--- begin GIVEN INFORMATION ---

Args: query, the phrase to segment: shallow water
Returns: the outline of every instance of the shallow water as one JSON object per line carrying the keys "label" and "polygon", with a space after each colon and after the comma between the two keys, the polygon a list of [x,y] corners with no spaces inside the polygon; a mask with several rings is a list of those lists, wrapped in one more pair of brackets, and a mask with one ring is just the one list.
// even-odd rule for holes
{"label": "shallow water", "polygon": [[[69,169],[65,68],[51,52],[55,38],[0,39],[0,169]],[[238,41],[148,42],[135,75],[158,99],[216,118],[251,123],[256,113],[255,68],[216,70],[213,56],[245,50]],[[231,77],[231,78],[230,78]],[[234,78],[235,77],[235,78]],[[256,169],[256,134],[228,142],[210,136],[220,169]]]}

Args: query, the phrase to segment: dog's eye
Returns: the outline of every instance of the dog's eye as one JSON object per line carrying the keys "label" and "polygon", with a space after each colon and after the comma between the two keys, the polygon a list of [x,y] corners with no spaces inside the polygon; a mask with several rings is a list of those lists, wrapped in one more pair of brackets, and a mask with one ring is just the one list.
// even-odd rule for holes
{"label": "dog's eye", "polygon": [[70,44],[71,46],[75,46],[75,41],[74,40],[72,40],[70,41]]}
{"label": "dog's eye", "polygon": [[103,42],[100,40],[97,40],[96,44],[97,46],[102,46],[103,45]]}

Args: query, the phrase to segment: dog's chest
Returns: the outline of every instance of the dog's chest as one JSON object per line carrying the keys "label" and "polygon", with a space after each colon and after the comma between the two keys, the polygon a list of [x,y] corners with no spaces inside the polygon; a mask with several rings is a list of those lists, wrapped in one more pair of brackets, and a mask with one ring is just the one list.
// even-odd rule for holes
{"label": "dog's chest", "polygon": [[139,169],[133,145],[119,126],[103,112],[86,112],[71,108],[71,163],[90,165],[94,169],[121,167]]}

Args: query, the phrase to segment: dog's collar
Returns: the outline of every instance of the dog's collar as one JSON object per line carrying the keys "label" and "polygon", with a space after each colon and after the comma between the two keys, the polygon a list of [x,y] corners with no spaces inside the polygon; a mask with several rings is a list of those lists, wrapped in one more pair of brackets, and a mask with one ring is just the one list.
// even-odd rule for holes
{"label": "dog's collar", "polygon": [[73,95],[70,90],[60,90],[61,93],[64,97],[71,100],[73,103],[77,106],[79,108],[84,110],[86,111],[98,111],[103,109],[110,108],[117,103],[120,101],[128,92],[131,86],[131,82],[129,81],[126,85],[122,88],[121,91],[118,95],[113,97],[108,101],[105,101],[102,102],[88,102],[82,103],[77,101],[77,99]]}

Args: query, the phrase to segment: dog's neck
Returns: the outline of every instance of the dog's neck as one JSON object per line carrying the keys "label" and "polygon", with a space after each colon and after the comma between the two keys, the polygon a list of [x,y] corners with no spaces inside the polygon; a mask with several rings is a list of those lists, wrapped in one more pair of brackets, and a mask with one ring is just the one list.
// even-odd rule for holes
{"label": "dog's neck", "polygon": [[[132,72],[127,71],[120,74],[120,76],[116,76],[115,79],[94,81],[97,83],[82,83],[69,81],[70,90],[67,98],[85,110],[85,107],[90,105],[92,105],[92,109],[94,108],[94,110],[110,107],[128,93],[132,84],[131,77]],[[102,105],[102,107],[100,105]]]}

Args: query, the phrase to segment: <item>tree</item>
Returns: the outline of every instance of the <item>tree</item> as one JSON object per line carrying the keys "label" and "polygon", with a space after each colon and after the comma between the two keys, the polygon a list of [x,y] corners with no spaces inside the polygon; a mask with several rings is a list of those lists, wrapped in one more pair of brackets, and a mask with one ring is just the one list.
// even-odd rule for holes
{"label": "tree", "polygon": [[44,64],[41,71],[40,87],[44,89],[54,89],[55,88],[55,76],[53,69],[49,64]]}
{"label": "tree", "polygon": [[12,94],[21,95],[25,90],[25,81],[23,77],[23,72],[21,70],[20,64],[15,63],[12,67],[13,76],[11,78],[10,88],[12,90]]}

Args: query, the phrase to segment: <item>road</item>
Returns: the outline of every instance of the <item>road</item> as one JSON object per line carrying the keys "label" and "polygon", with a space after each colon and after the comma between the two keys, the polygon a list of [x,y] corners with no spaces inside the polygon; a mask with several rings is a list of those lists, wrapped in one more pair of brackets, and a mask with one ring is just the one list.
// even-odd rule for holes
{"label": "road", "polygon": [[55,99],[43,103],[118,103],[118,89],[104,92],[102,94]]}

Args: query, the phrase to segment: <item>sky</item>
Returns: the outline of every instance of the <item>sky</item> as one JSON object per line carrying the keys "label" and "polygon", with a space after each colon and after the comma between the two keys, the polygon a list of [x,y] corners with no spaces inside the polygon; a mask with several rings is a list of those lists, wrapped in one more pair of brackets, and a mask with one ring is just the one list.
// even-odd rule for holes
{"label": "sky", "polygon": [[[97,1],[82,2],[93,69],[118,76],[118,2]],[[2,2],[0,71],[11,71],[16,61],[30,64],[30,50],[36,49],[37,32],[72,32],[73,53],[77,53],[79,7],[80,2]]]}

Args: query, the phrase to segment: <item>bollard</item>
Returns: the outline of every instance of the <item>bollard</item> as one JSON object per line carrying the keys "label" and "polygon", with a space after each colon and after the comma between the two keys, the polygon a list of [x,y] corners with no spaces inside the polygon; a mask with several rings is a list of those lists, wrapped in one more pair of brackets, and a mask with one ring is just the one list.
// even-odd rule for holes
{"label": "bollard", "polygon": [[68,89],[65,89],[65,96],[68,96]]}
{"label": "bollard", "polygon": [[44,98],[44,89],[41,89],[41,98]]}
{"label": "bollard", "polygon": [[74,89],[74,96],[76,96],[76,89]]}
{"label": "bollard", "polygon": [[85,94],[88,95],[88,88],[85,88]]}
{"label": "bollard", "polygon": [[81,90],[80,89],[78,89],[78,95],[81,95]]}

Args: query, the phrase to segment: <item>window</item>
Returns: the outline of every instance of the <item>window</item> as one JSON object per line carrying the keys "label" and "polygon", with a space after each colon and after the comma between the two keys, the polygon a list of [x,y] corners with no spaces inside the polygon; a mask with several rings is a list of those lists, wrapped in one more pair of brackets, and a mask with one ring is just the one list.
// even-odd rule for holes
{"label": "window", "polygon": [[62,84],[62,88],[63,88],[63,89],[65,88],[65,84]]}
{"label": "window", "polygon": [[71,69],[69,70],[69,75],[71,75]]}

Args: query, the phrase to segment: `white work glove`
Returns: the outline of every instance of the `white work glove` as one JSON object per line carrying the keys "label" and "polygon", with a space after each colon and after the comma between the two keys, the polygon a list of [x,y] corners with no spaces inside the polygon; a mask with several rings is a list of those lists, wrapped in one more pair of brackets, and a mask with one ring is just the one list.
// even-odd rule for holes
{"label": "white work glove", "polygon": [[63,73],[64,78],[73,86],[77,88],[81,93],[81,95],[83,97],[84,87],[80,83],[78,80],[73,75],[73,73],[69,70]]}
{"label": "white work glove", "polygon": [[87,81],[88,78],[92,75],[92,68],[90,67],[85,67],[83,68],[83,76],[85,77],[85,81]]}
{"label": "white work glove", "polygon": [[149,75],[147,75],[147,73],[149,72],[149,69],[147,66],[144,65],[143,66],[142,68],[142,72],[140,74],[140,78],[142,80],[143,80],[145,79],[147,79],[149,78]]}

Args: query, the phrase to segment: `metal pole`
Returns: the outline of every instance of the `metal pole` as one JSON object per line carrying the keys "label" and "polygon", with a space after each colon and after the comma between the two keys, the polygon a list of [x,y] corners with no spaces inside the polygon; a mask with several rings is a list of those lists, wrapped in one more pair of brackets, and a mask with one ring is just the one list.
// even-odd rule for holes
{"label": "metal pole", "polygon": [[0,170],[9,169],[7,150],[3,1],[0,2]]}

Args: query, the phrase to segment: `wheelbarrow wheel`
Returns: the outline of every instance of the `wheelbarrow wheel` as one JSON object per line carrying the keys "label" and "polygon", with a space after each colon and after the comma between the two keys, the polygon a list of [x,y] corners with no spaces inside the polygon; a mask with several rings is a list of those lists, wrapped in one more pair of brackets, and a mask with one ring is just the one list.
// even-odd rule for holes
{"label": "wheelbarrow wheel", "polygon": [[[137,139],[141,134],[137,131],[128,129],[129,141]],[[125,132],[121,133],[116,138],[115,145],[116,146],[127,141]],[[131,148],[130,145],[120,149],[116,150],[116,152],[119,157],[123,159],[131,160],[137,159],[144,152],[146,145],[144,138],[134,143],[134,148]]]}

--- end GIVEN INFORMATION ---

INSTRUCTION: How many lines of the listing above contain the string "window", counting case-sensitively? Reply with the number only.

ANSWER TO THIS TASK: 4